> **GIVEN TASK**
Please update the stretch from "Human sacrifice and" through "of war captives." in the piece on sacrifice, replacing "Etruscan Culture" with "Etruscan civilization".

> **EXCERPT PROVIDED**
start
What do we believe about sacrifice?

Among the ancient literature are bits of propaganda by one group against another. Greek and Roman propagandists wrote some pretty disparaging things about Carthaginians. In fact some of the things claimed by the propagandists were dismissed as hyperbole like the claim that the Carthaginians sacrificed children to give thanks for favors from the gods. Except that there is now significant archeological, epigraphic and literary evidence that the Carthaginians did exactly that. They did kill their children, and from inscriptions that have been found they did so not just as an offering for future favors but also to fulfill a promise that had already been made. There is even evidence that they bought the children of poor people and raised them specifically for sacrifice. It was a brutal practice.

It isn’t just Carthage.

Human sacrifice and ritual killing was part of the Etruscan Culture. A famous mural has images of human sacrifice. Urns are carved with images of sacrifice.

During the Shang Dynasty, human sacrifice was important in China. The Celts practiced human sacrifice as part of their religious rituals. The Druids participated in and officiated at human sacrifices. In Ancient Hawaii, a luakini temple, or luakini heiau, was a Native Hawaiian sacred place where human and animal blood sacrifices were offered. Kauwa, the outcast or slave class, were often used as human sacrifices at the luakini heiau. They are believed to have been war captives, or the descendants of war captives.

The Mespoptamians, the Aztec, the Incas - they all practiced forms of human sacrifice.
end
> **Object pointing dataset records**
start
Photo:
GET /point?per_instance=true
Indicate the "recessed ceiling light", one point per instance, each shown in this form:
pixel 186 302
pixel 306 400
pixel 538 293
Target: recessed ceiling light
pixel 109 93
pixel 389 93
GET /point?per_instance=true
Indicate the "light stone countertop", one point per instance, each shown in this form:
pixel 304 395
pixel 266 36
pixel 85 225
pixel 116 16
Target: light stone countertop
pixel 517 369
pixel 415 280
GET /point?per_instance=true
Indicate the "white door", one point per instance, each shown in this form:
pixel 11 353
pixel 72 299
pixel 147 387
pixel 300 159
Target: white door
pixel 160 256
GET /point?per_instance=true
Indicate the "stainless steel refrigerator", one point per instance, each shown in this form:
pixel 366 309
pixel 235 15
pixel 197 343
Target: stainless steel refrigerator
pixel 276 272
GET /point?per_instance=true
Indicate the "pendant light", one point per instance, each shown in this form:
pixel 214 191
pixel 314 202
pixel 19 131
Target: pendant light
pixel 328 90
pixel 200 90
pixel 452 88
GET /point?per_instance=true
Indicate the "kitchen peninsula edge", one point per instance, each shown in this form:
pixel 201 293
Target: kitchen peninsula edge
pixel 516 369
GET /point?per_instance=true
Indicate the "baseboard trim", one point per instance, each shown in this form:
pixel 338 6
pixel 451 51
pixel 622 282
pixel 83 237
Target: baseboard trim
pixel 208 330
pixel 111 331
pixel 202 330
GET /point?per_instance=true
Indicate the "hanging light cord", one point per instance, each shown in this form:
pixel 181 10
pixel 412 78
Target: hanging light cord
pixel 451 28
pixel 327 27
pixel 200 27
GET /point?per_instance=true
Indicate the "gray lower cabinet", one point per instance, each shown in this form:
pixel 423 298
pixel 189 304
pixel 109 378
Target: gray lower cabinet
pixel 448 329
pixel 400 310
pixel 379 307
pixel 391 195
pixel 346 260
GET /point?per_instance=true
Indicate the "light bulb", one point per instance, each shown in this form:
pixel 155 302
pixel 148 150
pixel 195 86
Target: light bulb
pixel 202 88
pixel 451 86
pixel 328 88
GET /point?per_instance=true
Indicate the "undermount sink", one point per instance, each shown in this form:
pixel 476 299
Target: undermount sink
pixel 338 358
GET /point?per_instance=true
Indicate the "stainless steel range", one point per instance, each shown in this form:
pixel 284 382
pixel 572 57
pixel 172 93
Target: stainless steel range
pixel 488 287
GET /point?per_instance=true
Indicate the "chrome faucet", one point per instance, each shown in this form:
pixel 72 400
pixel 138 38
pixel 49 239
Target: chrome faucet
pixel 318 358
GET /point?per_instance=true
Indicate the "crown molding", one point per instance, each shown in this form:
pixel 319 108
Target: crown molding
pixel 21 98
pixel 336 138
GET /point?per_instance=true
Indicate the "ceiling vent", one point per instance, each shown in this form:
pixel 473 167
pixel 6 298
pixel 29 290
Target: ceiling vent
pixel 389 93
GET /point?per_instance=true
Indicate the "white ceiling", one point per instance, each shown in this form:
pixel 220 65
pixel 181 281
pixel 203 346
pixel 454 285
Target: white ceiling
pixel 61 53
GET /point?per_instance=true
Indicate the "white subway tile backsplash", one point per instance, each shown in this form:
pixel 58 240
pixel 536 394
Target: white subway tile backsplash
end
> **REPLY TO THE EXERCISE**
Human sacrifice and ritual killing was part of the Etruscan civilization. A famous mural has images of human sacrifice. Urns are carved with images of sacrifice.

During the Shang Dynasty, human sacrifice was important in China. The Celts practiced human sacrifice as part of their religious rituals. The Druids participated in and officiated at human sacrifices. In Ancient Hawaii, a luakini temple, or luakini heiau, was a Native Hawaiian sacred place where human and animal blood sacrifices were offered. Kauwa, the outcast or slave class, were often used as human sacrifices at the luakini heiau. They are believed to have been war captives, or the descendants of war captives.